= GOAL =
Pull every line from the items below and reproduce it character for character, leaving the pictures out.

-- begin --

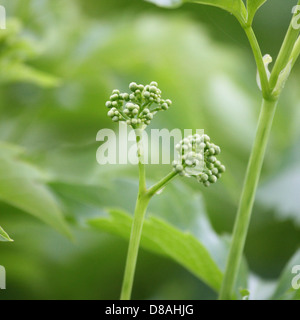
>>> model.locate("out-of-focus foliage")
[0,0,300,299]
[0,20,58,87]
[0,226,12,241]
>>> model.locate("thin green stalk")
[147,171,178,197]
[121,130,150,300]
[219,100,277,300]
[291,37,300,68]
[270,0,300,90]
[243,26,270,99]
[121,193,150,300]
[121,130,177,300]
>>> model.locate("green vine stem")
[121,130,178,300]
[121,130,150,300]
[219,0,300,300]
[219,100,277,300]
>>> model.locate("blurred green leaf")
[0,19,59,87]
[0,143,71,237]
[147,0,247,21]
[272,250,300,300]
[146,0,186,8]
[0,226,13,241]
[247,0,267,25]
[258,165,300,226]
[88,210,222,291]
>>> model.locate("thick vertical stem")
[121,194,149,300]
[121,130,150,300]
[219,100,277,300]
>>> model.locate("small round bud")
[166,99,172,107]
[144,91,150,99]
[129,82,138,92]
[105,101,112,108]
[110,94,119,101]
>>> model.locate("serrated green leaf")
[247,0,267,25]
[0,226,13,242]
[88,210,223,291]
[146,0,247,22]
[0,143,70,237]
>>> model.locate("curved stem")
[121,130,150,300]
[121,194,150,300]
[147,171,178,197]
[270,0,300,91]
[120,130,177,300]
[243,26,270,99]
[291,36,300,67]
[219,100,277,300]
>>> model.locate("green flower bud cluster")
[173,134,225,187]
[106,81,172,129]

-- end --

= COMPLETE ANSWER =
>>> model.locate("out-of-focus foliage")
[0,0,300,299]
[0,20,58,87]
[0,226,12,241]
>>> model.locate("thin green stalk")
[147,171,178,197]
[121,130,150,300]
[219,100,277,300]
[291,37,300,68]
[270,0,300,90]
[243,26,270,99]
[121,193,150,300]
[121,130,177,300]
>>> model.locate("green vine stem")
[121,130,178,300]
[121,130,150,300]
[219,0,300,300]
[219,100,277,300]
>>> model.locate("blurred green leaf")
[0,19,59,87]
[0,143,71,237]
[147,0,247,21]
[272,250,300,300]
[146,0,186,8]
[0,226,13,241]
[247,0,267,25]
[258,165,300,226]
[88,210,222,291]
>>> model.locate("thick vertical stem")
[121,194,149,300]
[121,130,150,300]
[219,100,277,300]
>>> model.locate("small round bud")
[166,99,172,107]
[144,91,150,99]
[129,82,138,92]
[105,101,112,108]
[110,94,119,101]
>>> model.locate("serrated green leaf")
[247,0,267,25]
[0,226,13,242]
[88,210,223,291]
[146,0,247,22]
[0,143,70,237]
>>> model.locate("curved stem")
[121,130,150,300]
[121,194,150,300]
[147,171,178,197]
[270,0,300,91]
[120,130,177,300]
[243,26,270,99]
[291,36,300,67]
[219,100,277,300]
>>> model.locate("green flower bud cluster")
[173,134,225,187]
[106,81,172,129]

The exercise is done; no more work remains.